==== Material shown ====

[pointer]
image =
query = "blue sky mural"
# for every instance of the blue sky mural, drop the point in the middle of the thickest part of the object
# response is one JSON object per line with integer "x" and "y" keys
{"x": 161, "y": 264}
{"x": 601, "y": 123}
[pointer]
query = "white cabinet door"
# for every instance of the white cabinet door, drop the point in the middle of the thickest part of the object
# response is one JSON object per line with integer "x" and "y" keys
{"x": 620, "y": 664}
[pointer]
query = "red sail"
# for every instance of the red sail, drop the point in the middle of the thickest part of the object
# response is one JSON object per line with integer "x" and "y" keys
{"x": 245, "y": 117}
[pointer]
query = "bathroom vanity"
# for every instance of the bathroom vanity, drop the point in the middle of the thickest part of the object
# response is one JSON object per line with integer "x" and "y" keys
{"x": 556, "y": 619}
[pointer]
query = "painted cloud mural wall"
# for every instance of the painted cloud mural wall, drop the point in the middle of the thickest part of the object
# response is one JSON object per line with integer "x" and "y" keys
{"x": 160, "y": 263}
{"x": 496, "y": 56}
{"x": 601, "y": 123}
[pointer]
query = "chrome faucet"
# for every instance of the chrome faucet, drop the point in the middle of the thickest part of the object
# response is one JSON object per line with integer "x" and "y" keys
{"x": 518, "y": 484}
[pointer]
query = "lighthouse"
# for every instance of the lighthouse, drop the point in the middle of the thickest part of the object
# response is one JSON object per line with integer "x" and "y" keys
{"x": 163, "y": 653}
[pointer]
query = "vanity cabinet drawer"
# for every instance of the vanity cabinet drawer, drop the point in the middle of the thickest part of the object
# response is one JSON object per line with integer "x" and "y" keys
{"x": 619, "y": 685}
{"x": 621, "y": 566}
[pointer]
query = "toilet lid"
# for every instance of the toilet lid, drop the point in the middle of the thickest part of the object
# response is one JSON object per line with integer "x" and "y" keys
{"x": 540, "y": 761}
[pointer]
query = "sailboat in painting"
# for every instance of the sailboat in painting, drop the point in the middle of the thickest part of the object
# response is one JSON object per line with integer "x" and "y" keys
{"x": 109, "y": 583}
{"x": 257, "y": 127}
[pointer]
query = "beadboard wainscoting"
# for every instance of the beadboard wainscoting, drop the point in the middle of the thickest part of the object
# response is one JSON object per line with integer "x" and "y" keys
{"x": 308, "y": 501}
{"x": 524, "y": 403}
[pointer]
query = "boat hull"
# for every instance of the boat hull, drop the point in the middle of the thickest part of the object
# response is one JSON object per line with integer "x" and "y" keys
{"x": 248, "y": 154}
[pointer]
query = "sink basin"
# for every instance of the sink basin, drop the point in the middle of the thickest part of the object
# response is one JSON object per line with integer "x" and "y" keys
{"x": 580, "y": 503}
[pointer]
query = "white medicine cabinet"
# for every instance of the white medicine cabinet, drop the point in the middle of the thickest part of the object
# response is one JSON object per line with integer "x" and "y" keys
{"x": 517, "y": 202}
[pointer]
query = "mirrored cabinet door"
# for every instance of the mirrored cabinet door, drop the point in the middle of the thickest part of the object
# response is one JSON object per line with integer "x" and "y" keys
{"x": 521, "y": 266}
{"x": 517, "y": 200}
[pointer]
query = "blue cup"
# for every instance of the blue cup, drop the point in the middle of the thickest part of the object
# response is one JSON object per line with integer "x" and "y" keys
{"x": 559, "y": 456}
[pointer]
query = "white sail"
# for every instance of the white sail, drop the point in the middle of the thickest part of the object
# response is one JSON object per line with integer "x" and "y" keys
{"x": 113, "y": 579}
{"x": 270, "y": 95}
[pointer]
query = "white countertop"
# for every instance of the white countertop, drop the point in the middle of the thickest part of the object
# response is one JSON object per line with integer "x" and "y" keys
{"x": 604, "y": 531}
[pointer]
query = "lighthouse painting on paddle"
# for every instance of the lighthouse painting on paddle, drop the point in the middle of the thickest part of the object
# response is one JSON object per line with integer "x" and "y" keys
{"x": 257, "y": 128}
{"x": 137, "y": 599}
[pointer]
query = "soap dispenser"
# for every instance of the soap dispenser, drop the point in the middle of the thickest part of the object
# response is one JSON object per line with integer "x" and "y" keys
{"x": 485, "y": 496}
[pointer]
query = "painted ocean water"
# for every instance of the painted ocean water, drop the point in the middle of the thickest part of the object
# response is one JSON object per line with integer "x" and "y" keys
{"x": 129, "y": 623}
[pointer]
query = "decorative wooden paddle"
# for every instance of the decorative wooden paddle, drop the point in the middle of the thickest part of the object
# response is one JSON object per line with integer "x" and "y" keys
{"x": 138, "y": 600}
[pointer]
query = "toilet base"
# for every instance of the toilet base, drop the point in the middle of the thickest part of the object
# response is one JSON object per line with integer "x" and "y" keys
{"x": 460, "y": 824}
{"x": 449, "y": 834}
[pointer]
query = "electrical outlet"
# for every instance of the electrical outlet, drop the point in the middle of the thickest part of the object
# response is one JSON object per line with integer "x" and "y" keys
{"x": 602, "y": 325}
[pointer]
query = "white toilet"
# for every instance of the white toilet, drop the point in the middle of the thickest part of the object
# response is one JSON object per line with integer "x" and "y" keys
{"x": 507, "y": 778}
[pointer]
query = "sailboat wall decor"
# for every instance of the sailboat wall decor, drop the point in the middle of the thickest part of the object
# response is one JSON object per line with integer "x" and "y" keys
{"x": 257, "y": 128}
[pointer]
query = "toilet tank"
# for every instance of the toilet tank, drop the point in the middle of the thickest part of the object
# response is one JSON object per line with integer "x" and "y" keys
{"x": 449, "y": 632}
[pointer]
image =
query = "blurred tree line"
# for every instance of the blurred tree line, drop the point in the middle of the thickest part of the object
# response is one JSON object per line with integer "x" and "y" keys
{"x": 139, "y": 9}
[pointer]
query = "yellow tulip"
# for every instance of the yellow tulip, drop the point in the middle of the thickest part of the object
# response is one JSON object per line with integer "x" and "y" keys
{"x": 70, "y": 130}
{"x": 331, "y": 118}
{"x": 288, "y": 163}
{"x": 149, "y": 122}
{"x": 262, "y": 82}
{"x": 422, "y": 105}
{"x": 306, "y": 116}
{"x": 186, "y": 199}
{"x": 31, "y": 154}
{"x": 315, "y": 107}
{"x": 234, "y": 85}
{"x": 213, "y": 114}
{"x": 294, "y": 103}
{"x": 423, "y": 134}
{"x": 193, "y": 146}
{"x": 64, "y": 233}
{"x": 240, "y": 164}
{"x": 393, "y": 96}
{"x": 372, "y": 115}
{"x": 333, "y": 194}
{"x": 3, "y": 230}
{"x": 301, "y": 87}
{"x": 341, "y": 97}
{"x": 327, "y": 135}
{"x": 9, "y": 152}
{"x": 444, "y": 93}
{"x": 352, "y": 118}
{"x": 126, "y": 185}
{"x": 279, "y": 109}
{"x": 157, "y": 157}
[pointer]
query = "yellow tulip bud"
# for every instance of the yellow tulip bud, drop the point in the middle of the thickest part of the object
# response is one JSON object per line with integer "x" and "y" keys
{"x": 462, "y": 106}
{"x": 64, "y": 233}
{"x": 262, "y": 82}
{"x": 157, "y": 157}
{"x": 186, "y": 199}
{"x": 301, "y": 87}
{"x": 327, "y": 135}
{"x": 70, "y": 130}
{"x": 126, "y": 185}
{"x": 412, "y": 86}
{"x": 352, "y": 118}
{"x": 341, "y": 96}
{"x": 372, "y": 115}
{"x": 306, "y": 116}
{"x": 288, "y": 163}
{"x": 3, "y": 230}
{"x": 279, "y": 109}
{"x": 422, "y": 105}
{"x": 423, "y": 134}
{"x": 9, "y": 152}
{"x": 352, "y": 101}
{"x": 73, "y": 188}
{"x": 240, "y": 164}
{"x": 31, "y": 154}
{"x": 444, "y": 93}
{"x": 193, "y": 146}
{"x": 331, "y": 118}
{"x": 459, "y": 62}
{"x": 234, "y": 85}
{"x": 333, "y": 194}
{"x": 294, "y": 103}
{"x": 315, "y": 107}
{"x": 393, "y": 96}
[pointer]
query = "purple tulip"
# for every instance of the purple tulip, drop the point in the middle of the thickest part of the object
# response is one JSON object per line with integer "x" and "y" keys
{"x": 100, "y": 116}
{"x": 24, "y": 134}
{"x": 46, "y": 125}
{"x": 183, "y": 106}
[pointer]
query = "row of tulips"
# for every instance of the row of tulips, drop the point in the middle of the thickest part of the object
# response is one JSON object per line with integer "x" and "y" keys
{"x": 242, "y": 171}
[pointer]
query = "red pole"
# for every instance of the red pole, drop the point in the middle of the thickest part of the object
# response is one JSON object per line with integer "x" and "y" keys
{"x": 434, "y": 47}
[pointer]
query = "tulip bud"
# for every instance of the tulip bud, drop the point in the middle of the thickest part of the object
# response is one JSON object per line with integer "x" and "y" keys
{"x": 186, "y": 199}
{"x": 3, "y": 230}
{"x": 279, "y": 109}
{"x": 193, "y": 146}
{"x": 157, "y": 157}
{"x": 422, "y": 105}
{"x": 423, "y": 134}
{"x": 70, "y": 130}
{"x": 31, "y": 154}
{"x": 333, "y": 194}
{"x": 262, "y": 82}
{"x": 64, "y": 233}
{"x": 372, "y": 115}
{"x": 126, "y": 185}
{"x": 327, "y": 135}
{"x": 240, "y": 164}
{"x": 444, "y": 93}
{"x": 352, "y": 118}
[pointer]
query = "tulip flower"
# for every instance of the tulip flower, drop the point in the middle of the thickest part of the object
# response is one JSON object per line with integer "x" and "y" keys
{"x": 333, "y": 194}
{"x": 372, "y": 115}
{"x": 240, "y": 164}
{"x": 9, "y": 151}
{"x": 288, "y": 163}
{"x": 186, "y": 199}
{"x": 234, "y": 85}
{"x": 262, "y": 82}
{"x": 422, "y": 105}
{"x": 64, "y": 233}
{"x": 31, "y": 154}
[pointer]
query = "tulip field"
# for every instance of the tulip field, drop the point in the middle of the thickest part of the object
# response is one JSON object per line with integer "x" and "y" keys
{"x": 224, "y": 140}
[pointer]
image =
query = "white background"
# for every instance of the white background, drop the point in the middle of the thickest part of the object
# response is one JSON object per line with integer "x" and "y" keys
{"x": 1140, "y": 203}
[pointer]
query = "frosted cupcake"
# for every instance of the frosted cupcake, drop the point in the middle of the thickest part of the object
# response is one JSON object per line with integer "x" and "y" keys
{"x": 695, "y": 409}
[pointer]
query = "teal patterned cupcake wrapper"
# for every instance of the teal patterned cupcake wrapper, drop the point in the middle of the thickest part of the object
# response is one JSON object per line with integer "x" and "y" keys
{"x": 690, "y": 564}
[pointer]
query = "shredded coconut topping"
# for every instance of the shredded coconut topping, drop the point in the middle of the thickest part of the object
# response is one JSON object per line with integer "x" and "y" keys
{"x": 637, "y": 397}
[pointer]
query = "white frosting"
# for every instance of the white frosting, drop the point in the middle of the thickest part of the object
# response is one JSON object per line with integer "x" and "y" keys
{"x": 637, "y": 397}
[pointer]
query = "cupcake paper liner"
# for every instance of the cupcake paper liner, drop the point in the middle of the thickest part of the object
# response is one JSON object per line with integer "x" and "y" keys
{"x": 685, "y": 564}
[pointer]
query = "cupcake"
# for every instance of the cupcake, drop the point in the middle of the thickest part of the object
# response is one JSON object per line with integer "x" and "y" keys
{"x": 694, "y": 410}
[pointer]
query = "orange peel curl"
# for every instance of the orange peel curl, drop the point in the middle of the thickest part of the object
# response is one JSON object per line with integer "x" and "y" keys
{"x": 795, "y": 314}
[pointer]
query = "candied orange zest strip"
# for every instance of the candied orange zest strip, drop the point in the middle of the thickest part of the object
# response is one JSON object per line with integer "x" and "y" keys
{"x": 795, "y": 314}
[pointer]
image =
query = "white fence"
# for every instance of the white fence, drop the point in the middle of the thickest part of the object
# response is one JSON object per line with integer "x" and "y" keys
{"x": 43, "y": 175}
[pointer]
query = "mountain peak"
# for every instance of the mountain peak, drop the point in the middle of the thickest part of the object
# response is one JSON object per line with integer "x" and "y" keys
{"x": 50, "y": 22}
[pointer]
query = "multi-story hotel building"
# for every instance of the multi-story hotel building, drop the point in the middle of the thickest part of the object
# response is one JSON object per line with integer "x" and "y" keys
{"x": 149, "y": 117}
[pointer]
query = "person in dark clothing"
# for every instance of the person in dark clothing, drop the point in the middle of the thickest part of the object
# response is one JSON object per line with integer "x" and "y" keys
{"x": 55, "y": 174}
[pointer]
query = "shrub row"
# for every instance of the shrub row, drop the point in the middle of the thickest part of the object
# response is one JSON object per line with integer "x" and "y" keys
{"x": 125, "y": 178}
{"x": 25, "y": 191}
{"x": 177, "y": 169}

====

- [What you have to do]:
Take the word "frosted" and find each line of the material that contains it. Copy those lines.

- [Your solution]:
query = "frosted cupcake"
# for every instance of the frosted cupcake, drop the point in the middle of the thickest part of the object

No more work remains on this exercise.